> [GIVEN EXERCISE 1]: In the kangaroo article, what does the family name "Macropodidae" mean?
> [GIVEN EXERCISE 2]: Quote the kangaroo article word for word, everything from "There are four" down to "or tree kangaroos.".

> [SOURCE EXTRACT]:
■ ■ ■ ■ ■ ■ ■
Keeping up with kangaroos
Written by: Karla Moeller
Illustrated by: Katie Joy Smith

show/hide words to know

Bird of prey: birds that hunt relatively large animals for food...more

Herbivore: an animal that eats only plants.

Indigenous: things living or non-living found naturally in an area.

Marsupial: a mammal that has babies born very early in their development that are usually carried and fed in a pouch on the mother's belly... more

All About Kangaroos

All you can see around you is red desert sand, rocks, and bushes. You’ve been driving down an empty dirt road for the past three days, and you don’t really expect to see much of anything except for scrub brush, some trees, and more dirt. But, just then, out of the corner of your eye, you see something large moving nearby. You slam on your breaks just in time, as several animals bound across the dirt road in front of you. Some of them cross the road in a single jump, without even touching.

kata tjuta, a special rock formation in Australia

Red kangaroos live in deserts, grasslands, and scrublands in Australia. Click for more detail.

Here, living in part of the desert in Australia, are red kangaroos. Kangaroos are marsupials—mammals that are born early in their development and that then have a period of growth inside a pouch on their mother’s belly.

Kangaroo Species

There are four species of great kangaroos, which are the largest marsupials in the kangaroo family. This family is called “Macropodidae,” which means “large foot.” There is the red kangaroo, the grey kangaroo, the western grey kangaroo, and the antilopine kangaroo. Over 50 species of other marsupials are in the kangaroo family, but are smaller and have other names, like wallabies or tree kangaroos.

Kangaroos only live in Australia and New Guinea, a large island just north of Australia. While many kangaroos live in the “outback,” or wild areas, many live near or in towns as well. People must be careful when driving around so they don’t crash into kangaroos on the road.

Kickboxing Kangaroos

Large red kangaroo

Some male red kangaroos can be up to six feet tall. Image by David Cook via Flickr.

You pull off along the dirt road and get out of the car. Most of the kangaroos have gone already, but one is moving past you slowly and stops. You don’t get too close, as kangaroos can defend themselves very well, but you size up the creature standing there. The first thing you notice is just how big kangaroos can be.
■ ■ ■ ■ ■ ■ ■
> [EXTRACTED DATA]:
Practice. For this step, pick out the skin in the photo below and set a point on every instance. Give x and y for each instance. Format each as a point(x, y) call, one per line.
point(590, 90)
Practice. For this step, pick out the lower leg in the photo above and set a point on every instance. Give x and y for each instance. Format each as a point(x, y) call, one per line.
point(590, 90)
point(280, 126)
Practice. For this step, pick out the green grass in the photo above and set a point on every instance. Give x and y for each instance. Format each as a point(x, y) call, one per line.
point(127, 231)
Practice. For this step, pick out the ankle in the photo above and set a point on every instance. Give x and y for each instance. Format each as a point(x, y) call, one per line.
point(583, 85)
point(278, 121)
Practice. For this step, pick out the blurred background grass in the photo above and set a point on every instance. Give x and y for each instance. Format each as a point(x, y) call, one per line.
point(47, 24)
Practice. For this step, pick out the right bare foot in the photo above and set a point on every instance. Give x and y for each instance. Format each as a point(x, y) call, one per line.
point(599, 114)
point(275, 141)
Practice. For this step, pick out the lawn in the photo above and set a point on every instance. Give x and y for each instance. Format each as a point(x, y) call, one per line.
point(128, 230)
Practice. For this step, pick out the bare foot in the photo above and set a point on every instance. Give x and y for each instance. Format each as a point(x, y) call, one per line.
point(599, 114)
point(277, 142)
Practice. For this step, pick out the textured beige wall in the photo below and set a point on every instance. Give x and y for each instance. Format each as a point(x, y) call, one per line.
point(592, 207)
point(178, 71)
■ ■ ■ ■ ■ ■ ■
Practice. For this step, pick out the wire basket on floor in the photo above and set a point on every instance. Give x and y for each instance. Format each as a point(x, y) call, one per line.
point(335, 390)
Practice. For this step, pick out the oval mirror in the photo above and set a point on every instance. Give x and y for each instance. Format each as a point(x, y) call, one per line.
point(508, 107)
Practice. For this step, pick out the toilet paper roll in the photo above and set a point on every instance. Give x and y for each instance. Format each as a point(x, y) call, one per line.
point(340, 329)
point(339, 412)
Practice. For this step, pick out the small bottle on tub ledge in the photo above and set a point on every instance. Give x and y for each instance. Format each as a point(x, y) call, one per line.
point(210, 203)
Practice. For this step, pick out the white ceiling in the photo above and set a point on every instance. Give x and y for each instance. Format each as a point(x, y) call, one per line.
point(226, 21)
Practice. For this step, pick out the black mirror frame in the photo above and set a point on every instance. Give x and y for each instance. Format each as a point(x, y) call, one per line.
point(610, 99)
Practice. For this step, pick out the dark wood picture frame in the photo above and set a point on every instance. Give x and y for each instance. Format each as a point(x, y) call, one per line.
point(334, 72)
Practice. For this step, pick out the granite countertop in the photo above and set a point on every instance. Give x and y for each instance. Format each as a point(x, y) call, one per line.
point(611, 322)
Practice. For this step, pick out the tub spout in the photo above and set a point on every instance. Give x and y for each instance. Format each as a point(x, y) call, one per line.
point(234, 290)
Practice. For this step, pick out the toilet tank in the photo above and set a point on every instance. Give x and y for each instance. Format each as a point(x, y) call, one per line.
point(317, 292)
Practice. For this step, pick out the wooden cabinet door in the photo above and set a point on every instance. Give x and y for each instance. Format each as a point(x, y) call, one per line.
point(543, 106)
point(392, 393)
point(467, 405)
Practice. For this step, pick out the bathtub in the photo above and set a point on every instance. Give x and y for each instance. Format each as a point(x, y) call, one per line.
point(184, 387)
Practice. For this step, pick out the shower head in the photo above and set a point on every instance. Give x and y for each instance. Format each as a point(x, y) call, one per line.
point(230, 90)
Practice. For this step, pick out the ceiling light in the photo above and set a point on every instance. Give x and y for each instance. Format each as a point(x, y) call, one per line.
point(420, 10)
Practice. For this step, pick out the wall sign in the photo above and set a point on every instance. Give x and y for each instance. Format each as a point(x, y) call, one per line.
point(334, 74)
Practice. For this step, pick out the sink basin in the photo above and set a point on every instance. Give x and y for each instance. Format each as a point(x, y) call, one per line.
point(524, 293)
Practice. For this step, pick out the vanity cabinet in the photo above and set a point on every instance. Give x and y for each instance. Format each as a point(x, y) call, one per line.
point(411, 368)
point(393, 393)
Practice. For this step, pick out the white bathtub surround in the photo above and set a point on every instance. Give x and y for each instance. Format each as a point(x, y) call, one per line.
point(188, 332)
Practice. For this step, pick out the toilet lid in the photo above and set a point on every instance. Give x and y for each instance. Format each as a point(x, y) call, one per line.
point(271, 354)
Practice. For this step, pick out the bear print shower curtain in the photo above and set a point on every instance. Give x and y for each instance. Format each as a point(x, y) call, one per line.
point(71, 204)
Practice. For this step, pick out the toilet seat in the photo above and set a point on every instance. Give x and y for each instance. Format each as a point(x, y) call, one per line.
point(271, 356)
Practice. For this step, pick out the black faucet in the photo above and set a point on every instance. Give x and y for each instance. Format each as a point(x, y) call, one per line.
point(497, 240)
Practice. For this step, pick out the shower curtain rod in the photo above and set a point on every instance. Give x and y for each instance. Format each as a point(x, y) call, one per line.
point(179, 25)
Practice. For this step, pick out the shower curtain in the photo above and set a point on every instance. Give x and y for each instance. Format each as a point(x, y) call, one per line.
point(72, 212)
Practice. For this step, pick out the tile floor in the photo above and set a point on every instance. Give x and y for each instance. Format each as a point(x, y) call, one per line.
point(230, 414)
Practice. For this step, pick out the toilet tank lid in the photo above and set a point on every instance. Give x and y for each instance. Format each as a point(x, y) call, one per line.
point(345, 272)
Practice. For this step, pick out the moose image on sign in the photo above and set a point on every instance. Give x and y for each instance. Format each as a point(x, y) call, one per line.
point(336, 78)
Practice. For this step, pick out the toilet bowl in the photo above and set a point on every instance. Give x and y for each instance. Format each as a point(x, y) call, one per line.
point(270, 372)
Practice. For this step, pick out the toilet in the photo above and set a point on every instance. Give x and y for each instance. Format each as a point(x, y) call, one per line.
■ ■ ■ ■ ■ ■ ■
> [TASK RESPONSE 1]: It means "large foot."

> [TASK RESPONSE 2]:
There are four species of great kangaroos, which are the largest marsupials in the kangaroo family. This family is called “Macropodidae,” which means “large foot.” There is the red kangaroo, the grey kangaroo, the western grey kangaroo, and the antilopine kangaroo. Over 50 species of other marsupials are in the kangaroo family, but are smaller and have other names, like wallabies or tree kangaroos.